### PROVIDED PASSAGE

Go for a walk in September and you’ll find an abundance of edible wild food.
Early autumn is the best time enjoy foraging. It's when hedgerows and trees are heavy with the jewel-like colours of ripening fruits and nuts.
I think that gathering and eating wild food is one of the best ways to understand and respect nature. But overenthusiastic collecting can put populations of species at risk, so please forage responsibly.
Beech nuts (Fagus sylvatica)
Each beech tree produces a bumper crop of nuts, also known as beech masts, every 4-5 years. When you find them they could be abundant, though squirrels, badgers and birds may have got there first.
How to use it:the nuts make a tasty raw nibble when you’re out and about. Scrape off the outer brown skin to reveal the triangular seed. They can be used in a similar way to pine nuts, sprinkled on salads and risottos. Roast in the oven then place between two tea towels and rub to remove shells. Beech nuts can be slightly toxic if consumed in large quantities due to the tannins and alkaloids.
What to look for:look out for pairs of three-sided nuts in bristly cases from mid-September and throughout October.
The leaves of hawthorn are traditionally known as 'bread and cheese' which usually refers to their very basic culinary qualities. But some people have eaten the berries together with autumnal leaves (they are apparently just about edible) which also gives the name bread and cheese. The leaf is the bread and the berry the cheese.

######
### DATA RECORDS

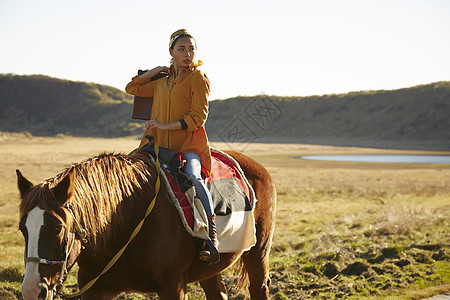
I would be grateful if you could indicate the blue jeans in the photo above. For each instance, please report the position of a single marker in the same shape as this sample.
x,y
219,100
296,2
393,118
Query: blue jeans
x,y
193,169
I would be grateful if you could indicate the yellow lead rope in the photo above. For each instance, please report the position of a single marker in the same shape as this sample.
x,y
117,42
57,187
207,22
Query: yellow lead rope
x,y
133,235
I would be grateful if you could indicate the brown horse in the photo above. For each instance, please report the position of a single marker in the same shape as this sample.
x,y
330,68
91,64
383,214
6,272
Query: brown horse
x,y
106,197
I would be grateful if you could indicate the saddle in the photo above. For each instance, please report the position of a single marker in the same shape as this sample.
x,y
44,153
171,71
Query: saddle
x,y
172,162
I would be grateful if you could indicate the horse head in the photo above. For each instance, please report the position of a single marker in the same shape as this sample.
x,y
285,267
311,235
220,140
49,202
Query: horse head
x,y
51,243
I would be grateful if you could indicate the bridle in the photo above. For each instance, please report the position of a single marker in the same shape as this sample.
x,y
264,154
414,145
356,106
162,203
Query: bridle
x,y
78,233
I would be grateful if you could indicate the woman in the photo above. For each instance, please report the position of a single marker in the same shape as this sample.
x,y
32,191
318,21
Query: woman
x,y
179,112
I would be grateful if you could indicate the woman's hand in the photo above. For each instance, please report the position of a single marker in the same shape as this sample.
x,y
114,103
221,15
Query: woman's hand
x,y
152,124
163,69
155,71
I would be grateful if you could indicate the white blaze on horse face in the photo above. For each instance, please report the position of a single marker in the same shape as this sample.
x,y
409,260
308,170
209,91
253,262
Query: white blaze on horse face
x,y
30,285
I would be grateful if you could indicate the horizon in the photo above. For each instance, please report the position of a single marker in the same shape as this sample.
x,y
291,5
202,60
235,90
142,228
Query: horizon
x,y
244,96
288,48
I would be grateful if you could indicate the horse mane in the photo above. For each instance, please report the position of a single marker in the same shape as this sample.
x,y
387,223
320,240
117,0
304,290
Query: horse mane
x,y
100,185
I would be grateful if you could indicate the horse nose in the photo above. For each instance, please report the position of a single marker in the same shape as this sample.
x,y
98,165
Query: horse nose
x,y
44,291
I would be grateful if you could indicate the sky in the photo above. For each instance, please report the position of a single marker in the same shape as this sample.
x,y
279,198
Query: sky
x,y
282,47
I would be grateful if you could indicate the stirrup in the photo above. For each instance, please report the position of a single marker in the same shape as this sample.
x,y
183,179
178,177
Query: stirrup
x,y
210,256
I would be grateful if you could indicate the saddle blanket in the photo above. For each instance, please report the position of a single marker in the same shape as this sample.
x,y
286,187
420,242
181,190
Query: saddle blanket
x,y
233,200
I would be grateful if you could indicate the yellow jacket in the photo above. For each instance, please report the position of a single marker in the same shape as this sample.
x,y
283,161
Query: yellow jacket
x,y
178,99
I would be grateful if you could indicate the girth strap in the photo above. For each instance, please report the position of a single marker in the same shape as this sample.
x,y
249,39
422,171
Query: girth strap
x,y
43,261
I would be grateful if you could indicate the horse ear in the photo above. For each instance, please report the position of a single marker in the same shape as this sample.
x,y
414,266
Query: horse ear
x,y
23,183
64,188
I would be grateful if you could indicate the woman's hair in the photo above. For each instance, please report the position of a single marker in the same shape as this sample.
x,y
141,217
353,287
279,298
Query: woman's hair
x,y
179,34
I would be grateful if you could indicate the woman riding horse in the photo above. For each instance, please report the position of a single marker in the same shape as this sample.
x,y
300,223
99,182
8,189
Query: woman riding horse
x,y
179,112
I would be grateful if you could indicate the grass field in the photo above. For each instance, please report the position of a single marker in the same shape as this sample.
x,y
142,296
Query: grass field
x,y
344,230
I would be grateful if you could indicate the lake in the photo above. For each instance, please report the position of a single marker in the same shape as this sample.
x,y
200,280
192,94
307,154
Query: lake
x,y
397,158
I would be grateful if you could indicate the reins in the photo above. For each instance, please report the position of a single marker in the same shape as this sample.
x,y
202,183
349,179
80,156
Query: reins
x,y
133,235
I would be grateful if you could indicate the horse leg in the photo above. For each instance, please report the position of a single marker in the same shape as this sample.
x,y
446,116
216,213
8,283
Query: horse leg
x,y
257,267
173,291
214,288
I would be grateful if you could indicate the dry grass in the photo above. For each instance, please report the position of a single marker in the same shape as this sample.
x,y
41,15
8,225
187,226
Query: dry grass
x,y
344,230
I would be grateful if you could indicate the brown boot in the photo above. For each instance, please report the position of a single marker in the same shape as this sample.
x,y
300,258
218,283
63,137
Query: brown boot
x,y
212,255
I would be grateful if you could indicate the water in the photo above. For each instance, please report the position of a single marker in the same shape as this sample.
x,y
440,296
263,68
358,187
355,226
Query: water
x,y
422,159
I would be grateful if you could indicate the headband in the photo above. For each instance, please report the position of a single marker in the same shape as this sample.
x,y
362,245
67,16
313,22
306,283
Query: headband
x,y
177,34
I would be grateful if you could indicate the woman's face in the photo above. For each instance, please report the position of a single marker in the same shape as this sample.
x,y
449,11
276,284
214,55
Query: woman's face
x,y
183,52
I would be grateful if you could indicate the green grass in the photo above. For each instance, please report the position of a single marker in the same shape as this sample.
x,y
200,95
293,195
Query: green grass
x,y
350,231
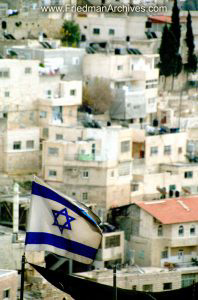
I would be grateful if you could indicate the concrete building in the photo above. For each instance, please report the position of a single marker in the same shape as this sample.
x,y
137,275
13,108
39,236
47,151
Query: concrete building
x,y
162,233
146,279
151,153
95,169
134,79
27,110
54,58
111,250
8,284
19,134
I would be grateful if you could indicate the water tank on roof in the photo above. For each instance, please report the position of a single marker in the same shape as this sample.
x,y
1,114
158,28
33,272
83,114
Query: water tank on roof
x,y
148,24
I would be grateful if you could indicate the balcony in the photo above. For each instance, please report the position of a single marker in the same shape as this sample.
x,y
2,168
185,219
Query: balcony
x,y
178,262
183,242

######

QUESTIONS ON THE MATERIAL:
1. Answer these from the foraging text:
(a) How often does each beech tree produce a bumper crop of nuts?
(b) During what period should you look out for beech nuts in their bristly cases?
(c) What name are hawthorn leaves traditionally known by?
2. Repeat the foraging text starting with "Go for a walk" and going on through "nuts (Fagus sylvatica)".

LIST OF SOLUTIONS:
1.
(a) Every 4-5 years.
(b) From mid-September and throughout October.
(c) 'Bread and cheese'.

2.
Go for a walk in September and you’ll find an abundance of edible wild food.
Early autumn is the best time enjoy foraging. It's when hedgerows and trees are heavy with the jewel-like colours of ripening fruits and nuts.
I think that gathering and eating wild food is one of the best ways to understand and respect nature. But overenthusiastic collecting can put populations of species at risk, so please forage responsibly.
Beech nuts (Fagus sylvatica)